Referring expression data:
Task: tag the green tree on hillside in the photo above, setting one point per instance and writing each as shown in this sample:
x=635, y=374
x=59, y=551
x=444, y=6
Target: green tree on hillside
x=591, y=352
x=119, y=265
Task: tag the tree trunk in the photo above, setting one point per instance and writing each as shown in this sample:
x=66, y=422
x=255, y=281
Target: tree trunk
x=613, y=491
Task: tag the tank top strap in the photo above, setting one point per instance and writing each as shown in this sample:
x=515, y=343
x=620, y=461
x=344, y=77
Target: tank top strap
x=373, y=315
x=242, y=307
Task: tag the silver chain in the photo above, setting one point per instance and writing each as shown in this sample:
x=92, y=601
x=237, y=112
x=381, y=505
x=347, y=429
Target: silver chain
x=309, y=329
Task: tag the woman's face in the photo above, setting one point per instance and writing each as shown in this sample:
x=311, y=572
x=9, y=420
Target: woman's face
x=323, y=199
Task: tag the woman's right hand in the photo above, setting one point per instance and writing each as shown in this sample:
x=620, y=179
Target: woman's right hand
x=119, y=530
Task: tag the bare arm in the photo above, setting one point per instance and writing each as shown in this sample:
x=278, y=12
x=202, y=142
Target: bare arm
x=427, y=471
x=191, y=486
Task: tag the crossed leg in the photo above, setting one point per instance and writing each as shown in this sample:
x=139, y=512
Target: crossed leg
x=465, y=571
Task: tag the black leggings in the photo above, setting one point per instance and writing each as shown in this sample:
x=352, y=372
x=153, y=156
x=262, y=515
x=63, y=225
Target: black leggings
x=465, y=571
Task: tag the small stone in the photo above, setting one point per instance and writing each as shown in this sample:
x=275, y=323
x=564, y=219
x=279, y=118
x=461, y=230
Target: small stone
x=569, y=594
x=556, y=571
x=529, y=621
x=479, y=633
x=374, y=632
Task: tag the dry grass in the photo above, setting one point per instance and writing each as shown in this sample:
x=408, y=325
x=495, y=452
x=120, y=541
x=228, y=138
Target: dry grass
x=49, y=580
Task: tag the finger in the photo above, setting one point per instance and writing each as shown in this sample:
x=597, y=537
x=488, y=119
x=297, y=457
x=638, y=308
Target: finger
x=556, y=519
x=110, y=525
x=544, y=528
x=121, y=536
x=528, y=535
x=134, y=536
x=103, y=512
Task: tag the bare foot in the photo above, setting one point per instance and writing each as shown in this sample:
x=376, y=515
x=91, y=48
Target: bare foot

> _INSTRUCTIONS TO FOLLOW_: Only the lines from the one with "Target: silver chain" through the final line above belong in the answer, each reproduced word for word.

> _OUTPUT_:
Target: silver chain
x=309, y=329
Task: tag the woman's face in the photo above, setting one point per instance and writing each as shown in this sample:
x=311, y=572
x=9, y=420
Target: woman's face
x=323, y=199
Task: tag the woman's right hand in the photo above, setting one point per instance and writing each as shown in this sample:
x=620, y=179
Target: woman's right hand
x=119, y=530
Task: tag the bare arm in the photo above, setting one point per instance and writing each as shown in this sample:
x=278, y=12
x=202, y=142
Target: bare arm
x=427, y=471
x=191, y=486
Task: tag the crossed leg in the photo above, setting one point per instance and writing each as shown in this sample:
x=139, y=512
Target: crossed leg
x=465, y=571
Task: tag the black leggings in the photo above, setting one point per instance and writing each as shown in this sample:
x=352, y=372
x=153, y=156
x=262, y=515
x=63, y=225
Target: black leggings
x=465, y=571
Task: tag the small stone in the photo above, setting one point per instance and writing each as shown in this sample:
x=275, y=323
x=564, y=219
x=279, y=118
x=461, y=230
Target: small stone
x=569, y=594
x=556, y=571
x=529, y=621
x=479, y=633
x=374, y=632
Task: tag the dry grass in the photo above, setting one point per instance and writing each as shown in this sample:
x=408, y=325
x=495, y=452
x=120, y=541
x=228, y=138
Target: dry grass
x=49, y=580
Task: tag the finger in the photo above, setting one point per instance and writing each as shown in this sample:
x=597, y=537
x=488, y=119
x=297, y=457
x=638, y=308
Target: finger
x=556, y=519
x=110, y=525
x=544, y=528
x=121, y=536
x=528, y=535
x=134, y=536
x=103, y=512
Task: tag the bare foot in the photo above, setting one point per instance and writing each as shown in this sample:
x=376, y=515
x=91, y=48
Target: bare foot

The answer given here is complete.